Warren Buffett has served as the CEO of the Berkshire Hathaway(NYSE: BRK.A)(NYSE: BRK.B) holding company since 1965. He will step down from the role at the end of this year, capping off a spectacular run of success.
Had you invested $1,000 in Berkshire stock when Buffett took the helm, it would have been worth $44.7 million at the end of 2024 thanks mostly to his incredible stock-picking ability. But he's a full-time professional, and he knows the average investor doesn't have the expertise to produce the same returns.
Therefore, rather than buying individual stocks, Buffett has often encouraged investors to buy low-cost exchange-traded funds (ETFs) that track indexes like the S&P 500(SNPINDEX: ^GSPC). The Vanguard S&P 500 ETF(NYSEMKT: VOO) is one of the cheapest options, and he has specifically recommended it in the past.
According to Tom Lee from Fundstrat Global Advisors, who has made some very accurate market predictions over the last couple of years, the S&P 500 could soar 156% by 2030.
Image source: The Motley Fool.
The ideal index fund for beginners and seasoned investors alike
The S&P 500 is highly diversified, featuring 500 companies from 11 different sectors of the economy. The index has a very strict entry criteria that ensures only the highest quality companies make the cut. Each member must have a market capitalization of at least $20.5 billion, and it must be profitable over the most recent four quarters.
But even if a company ticks every box, it still has to be selected for inclusion by a special committee that meets once per quarter to rebalance the index.
Buying the Vanguard S&P 500 ETF is one of the cheapest ways for investors to track the index. It features an ultra-low expense ratio of just 0.03%, meaning every $10,000 invested would incur fees of just $3 per year. According to Vanguard, the average expense ratio of competing funds is 25 times higher at 0.75%, which can detract from investors' returns over the long run.

= Short task a =
According to the article on Warren Buffett and the S&P 500, why has Buffett often encouraged investors to buy low-cost index ETFs instead of individual stocks? Answer in one to three sentences.

Dataset rows showing where objects appear
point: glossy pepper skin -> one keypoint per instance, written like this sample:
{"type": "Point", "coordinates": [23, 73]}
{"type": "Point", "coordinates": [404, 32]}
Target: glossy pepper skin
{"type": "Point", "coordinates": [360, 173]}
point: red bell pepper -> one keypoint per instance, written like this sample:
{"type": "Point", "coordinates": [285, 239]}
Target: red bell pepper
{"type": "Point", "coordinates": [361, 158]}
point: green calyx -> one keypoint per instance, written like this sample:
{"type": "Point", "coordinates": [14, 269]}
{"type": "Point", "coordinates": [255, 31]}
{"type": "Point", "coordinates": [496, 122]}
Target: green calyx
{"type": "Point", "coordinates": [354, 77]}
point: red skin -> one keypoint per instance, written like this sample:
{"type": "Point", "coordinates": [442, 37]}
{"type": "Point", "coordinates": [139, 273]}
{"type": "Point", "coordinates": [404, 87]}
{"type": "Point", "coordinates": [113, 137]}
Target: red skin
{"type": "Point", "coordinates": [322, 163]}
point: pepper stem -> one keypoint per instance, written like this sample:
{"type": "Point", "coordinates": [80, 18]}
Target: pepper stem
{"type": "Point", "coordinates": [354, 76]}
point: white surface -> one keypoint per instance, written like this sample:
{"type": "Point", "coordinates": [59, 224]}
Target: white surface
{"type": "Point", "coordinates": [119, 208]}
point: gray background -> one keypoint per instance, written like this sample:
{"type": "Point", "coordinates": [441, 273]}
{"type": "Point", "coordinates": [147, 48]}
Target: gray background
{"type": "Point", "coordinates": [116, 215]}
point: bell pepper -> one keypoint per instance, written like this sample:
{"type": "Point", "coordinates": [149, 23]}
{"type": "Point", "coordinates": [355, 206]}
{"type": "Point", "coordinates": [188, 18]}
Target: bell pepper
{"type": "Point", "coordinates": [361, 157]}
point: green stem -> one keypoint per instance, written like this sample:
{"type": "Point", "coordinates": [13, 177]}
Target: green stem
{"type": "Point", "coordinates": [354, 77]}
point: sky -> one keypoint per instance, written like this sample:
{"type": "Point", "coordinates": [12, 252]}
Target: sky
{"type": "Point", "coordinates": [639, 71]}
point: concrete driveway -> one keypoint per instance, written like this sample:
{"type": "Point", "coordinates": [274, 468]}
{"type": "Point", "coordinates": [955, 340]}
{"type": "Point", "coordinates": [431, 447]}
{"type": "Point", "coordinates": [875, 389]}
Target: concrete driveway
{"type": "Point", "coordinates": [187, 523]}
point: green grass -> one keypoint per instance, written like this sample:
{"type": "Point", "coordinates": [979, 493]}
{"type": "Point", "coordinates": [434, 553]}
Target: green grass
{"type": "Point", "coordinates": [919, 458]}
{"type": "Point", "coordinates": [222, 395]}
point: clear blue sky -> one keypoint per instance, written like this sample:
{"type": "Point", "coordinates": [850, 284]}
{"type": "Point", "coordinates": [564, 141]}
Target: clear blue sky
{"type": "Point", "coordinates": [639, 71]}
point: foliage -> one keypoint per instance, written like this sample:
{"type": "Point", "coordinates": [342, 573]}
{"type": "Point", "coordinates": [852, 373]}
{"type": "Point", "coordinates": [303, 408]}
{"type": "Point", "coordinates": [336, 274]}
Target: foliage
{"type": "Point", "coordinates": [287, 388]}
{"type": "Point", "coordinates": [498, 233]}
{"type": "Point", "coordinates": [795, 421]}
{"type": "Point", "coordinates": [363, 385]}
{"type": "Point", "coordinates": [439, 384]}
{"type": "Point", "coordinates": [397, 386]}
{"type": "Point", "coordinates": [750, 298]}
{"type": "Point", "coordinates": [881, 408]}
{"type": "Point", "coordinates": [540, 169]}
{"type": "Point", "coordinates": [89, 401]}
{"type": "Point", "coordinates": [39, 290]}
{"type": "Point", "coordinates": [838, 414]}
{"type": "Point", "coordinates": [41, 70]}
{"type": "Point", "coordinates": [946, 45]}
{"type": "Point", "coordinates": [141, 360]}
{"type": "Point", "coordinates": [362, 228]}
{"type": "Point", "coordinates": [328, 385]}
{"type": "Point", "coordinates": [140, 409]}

= Short task b =
Reproduce the stretch of the records from the line containing "point: red skin" through the line containing "Target: red skin", both lines included.

= Full response a =
Buffett is a full-time professional, and he knows that the average investor lacks the expertise to match the returns of his stock-picking. For that reason, he has often told investors to buy low-cost ETFs that track indexes such as the S&P 500 rather than individual stocks.

= Full response b =
point: red skin -> one keypoint per instance, written like this sample:
{"type": "Point", "coordinates": [442, 37]}
{"type": "Point", "coordinates": [139, 273]}
{"type": "Point", "coordinates": [404, 87]}
{"type": "Point", "coordinates": [113, 137]}
Target: red skin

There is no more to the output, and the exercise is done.